Excerpts from a dataset
Content starts

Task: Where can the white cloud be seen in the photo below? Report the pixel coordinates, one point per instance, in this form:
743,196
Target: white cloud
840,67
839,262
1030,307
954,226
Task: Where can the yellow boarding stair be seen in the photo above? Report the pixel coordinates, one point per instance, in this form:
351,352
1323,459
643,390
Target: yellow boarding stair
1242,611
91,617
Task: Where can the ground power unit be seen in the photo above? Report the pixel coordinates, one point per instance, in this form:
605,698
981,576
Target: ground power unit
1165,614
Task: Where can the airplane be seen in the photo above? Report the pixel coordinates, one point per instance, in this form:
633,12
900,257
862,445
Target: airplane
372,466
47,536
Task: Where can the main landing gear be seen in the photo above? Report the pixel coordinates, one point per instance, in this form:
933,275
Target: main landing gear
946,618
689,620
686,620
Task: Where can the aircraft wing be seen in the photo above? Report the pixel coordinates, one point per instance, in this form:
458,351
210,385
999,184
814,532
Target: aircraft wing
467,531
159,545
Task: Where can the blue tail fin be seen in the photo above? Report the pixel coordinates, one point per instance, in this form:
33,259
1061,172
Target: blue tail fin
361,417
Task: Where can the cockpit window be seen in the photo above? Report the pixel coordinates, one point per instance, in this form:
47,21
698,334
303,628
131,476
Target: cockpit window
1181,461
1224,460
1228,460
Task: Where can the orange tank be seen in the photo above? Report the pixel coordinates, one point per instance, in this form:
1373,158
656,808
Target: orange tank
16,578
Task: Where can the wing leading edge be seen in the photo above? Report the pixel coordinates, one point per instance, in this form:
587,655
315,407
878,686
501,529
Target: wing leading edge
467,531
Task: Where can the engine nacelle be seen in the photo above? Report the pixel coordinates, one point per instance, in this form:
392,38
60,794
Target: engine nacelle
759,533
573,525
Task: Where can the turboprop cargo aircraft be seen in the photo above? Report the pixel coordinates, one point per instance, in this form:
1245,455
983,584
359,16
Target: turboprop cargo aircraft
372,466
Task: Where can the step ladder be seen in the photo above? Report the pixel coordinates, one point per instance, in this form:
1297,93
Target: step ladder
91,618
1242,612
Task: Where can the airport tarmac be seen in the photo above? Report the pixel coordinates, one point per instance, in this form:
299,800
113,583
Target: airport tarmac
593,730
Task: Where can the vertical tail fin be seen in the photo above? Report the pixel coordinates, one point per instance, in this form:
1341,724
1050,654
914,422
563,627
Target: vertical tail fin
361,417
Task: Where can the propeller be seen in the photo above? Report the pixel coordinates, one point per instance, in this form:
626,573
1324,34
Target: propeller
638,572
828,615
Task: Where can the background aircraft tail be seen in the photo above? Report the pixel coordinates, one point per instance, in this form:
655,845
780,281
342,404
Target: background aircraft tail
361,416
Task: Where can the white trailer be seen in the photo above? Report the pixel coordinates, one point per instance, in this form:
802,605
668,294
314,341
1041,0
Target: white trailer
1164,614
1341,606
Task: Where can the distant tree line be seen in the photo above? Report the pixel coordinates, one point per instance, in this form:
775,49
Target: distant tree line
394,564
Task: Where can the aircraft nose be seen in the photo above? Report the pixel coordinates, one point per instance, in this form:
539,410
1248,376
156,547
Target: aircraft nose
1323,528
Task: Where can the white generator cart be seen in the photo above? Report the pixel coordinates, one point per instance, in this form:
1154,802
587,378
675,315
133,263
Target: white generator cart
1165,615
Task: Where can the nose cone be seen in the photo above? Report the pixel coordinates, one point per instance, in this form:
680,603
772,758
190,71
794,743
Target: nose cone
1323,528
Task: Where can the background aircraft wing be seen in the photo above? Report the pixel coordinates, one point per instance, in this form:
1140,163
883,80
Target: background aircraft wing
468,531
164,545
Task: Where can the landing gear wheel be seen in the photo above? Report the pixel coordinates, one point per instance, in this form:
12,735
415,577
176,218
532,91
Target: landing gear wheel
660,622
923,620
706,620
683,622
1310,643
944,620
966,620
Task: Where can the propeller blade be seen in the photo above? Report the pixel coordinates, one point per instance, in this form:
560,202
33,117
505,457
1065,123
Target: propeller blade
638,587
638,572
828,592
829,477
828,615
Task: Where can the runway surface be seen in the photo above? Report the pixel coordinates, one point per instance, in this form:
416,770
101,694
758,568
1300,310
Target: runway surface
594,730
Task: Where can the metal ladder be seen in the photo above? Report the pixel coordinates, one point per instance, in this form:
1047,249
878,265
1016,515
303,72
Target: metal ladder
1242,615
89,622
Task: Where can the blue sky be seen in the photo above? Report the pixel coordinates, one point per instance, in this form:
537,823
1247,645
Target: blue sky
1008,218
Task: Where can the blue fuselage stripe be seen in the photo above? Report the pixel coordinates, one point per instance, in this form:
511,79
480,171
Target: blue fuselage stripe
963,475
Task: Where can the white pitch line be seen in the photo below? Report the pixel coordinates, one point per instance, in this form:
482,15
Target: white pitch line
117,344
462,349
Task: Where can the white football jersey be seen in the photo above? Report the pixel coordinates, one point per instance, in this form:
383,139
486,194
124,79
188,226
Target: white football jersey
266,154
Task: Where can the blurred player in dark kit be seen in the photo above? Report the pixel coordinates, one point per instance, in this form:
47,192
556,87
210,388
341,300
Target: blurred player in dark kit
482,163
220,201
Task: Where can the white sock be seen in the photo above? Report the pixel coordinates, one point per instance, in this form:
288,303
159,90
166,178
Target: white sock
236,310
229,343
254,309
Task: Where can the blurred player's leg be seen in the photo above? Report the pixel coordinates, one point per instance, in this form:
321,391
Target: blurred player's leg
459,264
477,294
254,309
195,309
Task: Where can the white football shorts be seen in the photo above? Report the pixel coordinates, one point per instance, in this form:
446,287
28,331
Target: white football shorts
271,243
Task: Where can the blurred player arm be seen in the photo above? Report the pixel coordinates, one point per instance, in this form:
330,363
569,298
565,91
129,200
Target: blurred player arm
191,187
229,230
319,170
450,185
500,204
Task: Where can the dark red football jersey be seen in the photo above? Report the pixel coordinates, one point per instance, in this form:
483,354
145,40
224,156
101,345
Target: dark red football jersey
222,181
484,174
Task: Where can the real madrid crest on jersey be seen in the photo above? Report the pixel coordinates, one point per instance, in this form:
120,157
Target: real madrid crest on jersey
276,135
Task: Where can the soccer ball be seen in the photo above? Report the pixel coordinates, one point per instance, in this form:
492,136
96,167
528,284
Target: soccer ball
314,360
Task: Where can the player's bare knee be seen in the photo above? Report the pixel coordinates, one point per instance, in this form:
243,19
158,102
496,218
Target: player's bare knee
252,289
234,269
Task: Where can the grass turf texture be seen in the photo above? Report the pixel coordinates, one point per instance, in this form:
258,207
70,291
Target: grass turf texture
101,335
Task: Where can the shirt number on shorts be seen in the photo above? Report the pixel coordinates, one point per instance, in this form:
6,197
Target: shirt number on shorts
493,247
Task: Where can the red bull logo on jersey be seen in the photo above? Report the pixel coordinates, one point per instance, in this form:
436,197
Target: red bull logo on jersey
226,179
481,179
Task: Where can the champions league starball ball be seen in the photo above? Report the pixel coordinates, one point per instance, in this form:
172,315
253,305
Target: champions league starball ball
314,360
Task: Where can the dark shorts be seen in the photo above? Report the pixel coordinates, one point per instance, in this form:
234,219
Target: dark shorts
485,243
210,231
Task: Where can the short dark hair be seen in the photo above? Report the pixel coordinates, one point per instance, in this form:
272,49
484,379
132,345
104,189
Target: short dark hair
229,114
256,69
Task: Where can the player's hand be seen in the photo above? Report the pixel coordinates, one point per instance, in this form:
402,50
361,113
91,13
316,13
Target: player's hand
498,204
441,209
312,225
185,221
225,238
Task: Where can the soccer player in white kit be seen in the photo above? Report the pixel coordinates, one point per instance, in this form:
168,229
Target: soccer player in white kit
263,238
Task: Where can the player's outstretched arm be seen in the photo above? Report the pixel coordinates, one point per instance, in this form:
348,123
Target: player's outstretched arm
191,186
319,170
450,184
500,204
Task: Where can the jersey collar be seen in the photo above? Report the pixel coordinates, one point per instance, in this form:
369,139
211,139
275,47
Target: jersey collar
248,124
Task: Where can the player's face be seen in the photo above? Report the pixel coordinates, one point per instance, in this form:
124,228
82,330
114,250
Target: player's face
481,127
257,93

Content ends

=== YOUR OBJECTIVE ===
Begin with the line that contains "Task: Where can the red" and print each line exactly until the data ends, including the last line.

=== EXERCISE ANSWER ===
Task: Where can the red bull logo on jersey be seen in the photo above? Report the pixel coordinates, one point per instance, in this form:
436,197
Target: red bull logo on jersey
226,179
481,179
Task: Where can the champions league starball ball be seen in the photo above? Report the pixel coordinates, one point per instance, in this form:
172,315
253,305
Target: champions league starball ball
314,360
Task: Where can the dark shorts be seen in the photo above? Report the pixel coordinates, one point per instance, in this form:
234,219
Target: dark shorts
485,243
210,231
Task: Where can the short dark hair be seen in the photo above? Report the pixel coordinates, one point per instance, in this form:
272,49
484,379
132,345
104,189
Target: short dark hair
229,114
256,69
Task: Where can the player's hand be seen in the photo above? Report the pixel coordinates, one point per instance, in this form:
402,50
361,113
91,13
316,13
Target: player's hand
498,204
441,209
312,225
185,221
225,238
Task: Where can the soccer player in white kit be seen in the photo above? Report the pixel coordinates, one point per instance, in this form:
168,229
Target: soccer player in white kit
263,238
Task: Where can the player's outstretched arm be seen in the photo above? Report the pixel coordinates, one point per instance, in this form:
348,123
Target: player's outstretched arm
191,186
319,170
450,184
500,204
Task: Where can the jersey collar be seen in the photo above? Report the pixel coordinates, one point per instance, in this form:
369,139
211,139
275,47
Target: jersey collar
248,124
Task: Where can the player's face be seen in the photo above? Report the pixel coordinates, one point per instance, in this form:
124,228
82,330
114,250
Target: player's face
481,127
257,93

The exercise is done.